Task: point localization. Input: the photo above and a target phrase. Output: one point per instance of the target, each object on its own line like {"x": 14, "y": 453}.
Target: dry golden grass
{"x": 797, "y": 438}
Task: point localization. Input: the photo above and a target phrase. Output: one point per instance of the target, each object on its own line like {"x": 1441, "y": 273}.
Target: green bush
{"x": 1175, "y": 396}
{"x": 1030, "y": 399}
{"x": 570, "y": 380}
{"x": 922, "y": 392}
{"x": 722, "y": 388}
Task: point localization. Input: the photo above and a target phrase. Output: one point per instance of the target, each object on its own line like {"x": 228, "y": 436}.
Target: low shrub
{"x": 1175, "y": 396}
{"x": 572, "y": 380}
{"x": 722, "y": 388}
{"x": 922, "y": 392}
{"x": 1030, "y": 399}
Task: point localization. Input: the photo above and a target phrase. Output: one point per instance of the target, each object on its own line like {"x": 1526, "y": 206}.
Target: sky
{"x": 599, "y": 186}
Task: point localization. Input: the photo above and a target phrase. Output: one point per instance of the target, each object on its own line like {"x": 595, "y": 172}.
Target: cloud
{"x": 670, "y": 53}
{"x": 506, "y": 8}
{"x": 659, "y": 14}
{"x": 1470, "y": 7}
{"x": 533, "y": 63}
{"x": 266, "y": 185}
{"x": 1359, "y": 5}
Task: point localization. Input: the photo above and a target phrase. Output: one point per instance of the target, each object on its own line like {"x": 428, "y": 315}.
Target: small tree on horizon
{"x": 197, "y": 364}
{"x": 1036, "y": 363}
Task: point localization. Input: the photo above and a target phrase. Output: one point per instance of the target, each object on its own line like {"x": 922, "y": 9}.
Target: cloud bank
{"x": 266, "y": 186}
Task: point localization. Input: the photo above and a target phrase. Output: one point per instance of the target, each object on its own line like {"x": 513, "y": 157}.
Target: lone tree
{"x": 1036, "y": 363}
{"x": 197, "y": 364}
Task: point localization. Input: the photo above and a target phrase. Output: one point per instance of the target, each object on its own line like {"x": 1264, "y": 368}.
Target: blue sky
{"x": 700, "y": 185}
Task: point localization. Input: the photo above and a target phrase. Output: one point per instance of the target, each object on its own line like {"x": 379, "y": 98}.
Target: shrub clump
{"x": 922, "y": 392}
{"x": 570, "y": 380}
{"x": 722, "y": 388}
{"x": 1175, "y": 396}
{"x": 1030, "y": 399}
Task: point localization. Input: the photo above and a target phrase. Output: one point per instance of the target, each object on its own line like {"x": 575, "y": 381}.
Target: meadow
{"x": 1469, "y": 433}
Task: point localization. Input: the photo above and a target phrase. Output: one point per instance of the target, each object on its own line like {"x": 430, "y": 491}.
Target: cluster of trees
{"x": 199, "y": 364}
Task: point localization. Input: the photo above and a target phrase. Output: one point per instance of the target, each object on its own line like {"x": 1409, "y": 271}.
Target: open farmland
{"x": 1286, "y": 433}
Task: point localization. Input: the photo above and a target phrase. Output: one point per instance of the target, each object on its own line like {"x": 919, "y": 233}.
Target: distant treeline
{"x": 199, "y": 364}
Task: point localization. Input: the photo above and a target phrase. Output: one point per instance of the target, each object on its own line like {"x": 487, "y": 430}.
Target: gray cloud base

» WHAT YOU WILL DO
Repeat the records above exactly as they appear.

» EXPECTED OUTPUT
Task: point localization. Input: the photo above and a target phrase. Output: one point per instance of the target, each object on its own line like {"x": 14, "y": 453}.
Target: dry golden grass
{"x": 797, "y": 438}
Task: point localization. Input: the photo above and a target phrase. Output: one point per instance of the target, each object on its own line like {"x": 1441, "y": 273}.
Target: green bush
{"x": 1175, "y": 396}
{"x": 1030, "y": 399}
{"x": 570, "y": 380}
{"x": 922, "y": 392}
{"x": 722, "y": 388}
Task: point localization. Input: the photo above and a target phrase. Output: one point per instance of the target, each object on its own line like {"x": 228, "y": 436}.
Target: low shrub
{"x": 1175, "y": 396}
{"x": 572, "y": 380}
{"x": 722, "y": 388}
{"x": 922, "y": 392}
{"x": 1030, "y": 399}
Task: point localization. Input: the photo above and a target phrase. Output: one point per instance of the target, each object on its own line like {"x": 1526, "y": 206}.
Target: sky
{"x": 599, "y": 186}
Task: point localization. Input: the photo above and a target phrase. Output: one point per instance of the target, each object on its own line like {"x": 595, "y": 172}.
Target: cloud
{"x": 670, "y": 53}
{"x": 506, "y": 8}
{"x": 659, "y": 14}
{"x": 1470, "y": 7}
{"x": 533, "y": 63}
{"x": 266, "y": 185}
{"x": 1359, "y": 5}
Task: point localization. Input: the photo above and a target phrase. Output: one point per instance of the target, each object on its own line like {"x": 428, "y": 315}.
Target: small tree on horizon
{"x": 197, "y": 364}
{"x": 1036, "y": 363}
Task: point localization. Input: the photo above and a target phrase. Output: one point per instance of the target, each object on its own line like {"x": 922, "y": 9}.
Target: cloud bank
{"x": 266, "y": 186}
Task: point localization. Input: the photo above and a target phrase. Output: one point per instance of the target, each object on its own line like {"x": 513, "y": 157}.
Target: lone tree
{"x": 1036, "y": 363}
{"x": 197, "y": 364}
Task: point localization. Input: the photo above and a target phrase. Output: one point per instance of the target, each object on its own line like {"x": 1264, "y": 368}.
Target: blue sky
{"x": 700, "y": 185}
Task: point localization. Input: the photo above and a target phrase. Output: one point per instance of the target, each object on its own line like {"x": 379, "y": 98}.
Target: shrub clump
{"x": 922, "y": 392}
{"x": 570, "y": 380}
{"x": 722, "y": 388}
{"x": 1175, "y": 396}
{"x": 1030, "y": 399}
Task: point localization. Input: the photo above and a target phrase. Output: one point per instance of the target, each object on its own line like {"x": 575, "y": 381}.
Target: meadow
{"x": 1469, "y": 433}
Task: point localization. Input: the photo above and a target phrase. Output: one point per instance of the target, each object on its own line like {"x": 430, "y": 491}.
Target: cluster of trees
{"x": 199, "y": 364}
Task: point localization. Input: the photo above and a target phrase. Output: one point per instance of the target, each object on its own line like {"x": 1409, "y": 271}.
Target: open farmland
{"x": 1286, "y": 433}
Task: point localization. Input: the photo above and a target phrase. Output: one point per instance of the target, each object on its own line like {"x": 919, "y": 233}.
Target: distant treeline
{"x": 199, "y": 364}
Task: point localization. Input: the photo above and a target phrase. Output: one point per instance of the target, each object on its own line like {"x": 487, "y": 430}.
Target: gray cloud base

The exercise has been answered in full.